> Data provided
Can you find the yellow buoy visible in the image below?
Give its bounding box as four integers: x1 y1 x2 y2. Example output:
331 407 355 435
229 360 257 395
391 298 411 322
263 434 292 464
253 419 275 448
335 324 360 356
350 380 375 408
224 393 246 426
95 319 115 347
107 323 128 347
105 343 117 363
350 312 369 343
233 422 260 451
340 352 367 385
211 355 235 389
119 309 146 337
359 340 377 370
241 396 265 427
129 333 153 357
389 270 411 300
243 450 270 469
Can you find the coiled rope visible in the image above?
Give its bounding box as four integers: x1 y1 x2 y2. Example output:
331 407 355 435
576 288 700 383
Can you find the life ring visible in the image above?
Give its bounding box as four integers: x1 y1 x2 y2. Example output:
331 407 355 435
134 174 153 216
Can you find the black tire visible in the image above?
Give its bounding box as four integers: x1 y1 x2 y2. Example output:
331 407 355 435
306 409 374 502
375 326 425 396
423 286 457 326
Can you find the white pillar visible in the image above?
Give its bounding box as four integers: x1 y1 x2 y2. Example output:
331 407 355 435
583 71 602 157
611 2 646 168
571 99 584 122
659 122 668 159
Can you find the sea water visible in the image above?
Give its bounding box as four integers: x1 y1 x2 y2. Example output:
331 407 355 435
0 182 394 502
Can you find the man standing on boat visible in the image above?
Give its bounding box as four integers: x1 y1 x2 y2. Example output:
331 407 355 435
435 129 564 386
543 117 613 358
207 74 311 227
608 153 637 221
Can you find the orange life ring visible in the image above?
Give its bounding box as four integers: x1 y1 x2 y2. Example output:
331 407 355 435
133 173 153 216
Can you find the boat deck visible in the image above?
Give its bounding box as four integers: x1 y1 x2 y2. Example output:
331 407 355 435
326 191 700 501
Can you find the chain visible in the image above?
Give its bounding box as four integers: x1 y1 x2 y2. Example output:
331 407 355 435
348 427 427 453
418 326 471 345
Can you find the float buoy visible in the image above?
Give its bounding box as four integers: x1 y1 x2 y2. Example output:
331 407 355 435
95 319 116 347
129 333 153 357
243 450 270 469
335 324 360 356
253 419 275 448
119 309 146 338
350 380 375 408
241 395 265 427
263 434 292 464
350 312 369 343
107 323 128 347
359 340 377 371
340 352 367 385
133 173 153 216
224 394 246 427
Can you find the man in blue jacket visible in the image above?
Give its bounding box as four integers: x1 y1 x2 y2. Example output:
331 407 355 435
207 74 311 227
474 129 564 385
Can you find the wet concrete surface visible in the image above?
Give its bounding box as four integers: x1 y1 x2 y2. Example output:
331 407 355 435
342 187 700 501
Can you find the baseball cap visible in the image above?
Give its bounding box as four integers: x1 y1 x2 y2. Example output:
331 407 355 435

> Exercise objective
Copy all of the data above, line for line, without changing a single character.

> Solution
Can you find the yellow buoy visible in the image below?
Give its bounding box as four integers: x1 y1 x2 y2. Example output:
331 407 355 435
229 360 257 395
391 298 411 322
263 434 292 464
253 419 275 448
335 324 360 356
350 380 375 408
224 393 246 426
95 319 115 347
107 323 128 347
105 343 117 363
350 312 369 343
233 422 260 451
340 352 367 385
211 355 235 389
119 309 146 337
359 340 377 370
241 396 265 427
129 333 153 357
389 270 411 300
243 450 270 469
Can you find the coiled rope visible in the image above?
Give its bounding box as four integers: x1 y1 x2 y2. Example output:
331 407 355 435
576 288 700 383
Can you find the life ring visible in the image above?
Give its bounding box as four integers: x1 y1 x2 y2. Example output:
331 407 355 435
134 174 153 216
Can you find the black tire visible in the image above?
Give its bounding box as four integers: x1 y1 x2 y2. Example output:
331 407 355 435
306 409 374 502
375 326 425 396
423 286 457 326
Can you find the white pillar visible in the image above?
Give its bounding box as four integers: x1 y1 x2 y2. Example output:
331 407 355 435
583 71 602 157
611 2 646 168
571 99 584 122
659 122 668 159
Can you find the sea water visible in the image above?
Give its bounding box as four integers: x1 y1 x2 y2. Example output:
331 407 355 435
0 182 394 502
Can you find the man standing on boat visible in the image above?
Give its bounding box as four integers: x1 y1 x2 y2. Example output:
331 407 355 435
435 129 564 386
543 117 613 358
207 74 311 227
608 153 637 221
Can you find the orange life ring visible in the image above?
Give its bounding box as four integers: x1 y1 x2 y2. Example output:
331 407 355 435
133 173 153 216
Can you find the boat deck visible in the image above?
Give its bounding box as four integers: x1 y1 x2 y2. Example output:
331 407 355 435
326 191 700 501
Can you find the chain visible in the image above?
Give its bounding box as four integers: x1 y1 x2 y2. Example output:
331 407 355 435
348 427 427 453
418 326 471 345
Can you find the float buoy visible in the image above?
Give its bounding box as four integers: x1 y1 x2 y2. Example output:
331 407 355 435
95 319 116 347
129 333 153 357
243 450 270 469
335 324 360 356
253 419 275 448
119 309 146 338
350 380 375 408
241 395 265 427
263 434 292 464
350 312 369 343
107 323 128 347
359 340 377 371
340 352 367 385
133 173 153 216
224 394 246 427
Can you find the man in blue jacket visible in the image above?
Give its bounding box as four integers: x1 y1 x2 y2. Example output:
331 407 355 435
207 74 311 227
474 129 564 385
Can you find the wet concrete surface visible in the image above?
Give its bounding box as four integers: x1 y1 x2 y2. Example output:
331 407 355 435
342 187 700 501
Can you find the baseball cap visible in the image above?
Give its bounding box as four integers: x1 y1 x2 y2. Example output:
331 407 355 435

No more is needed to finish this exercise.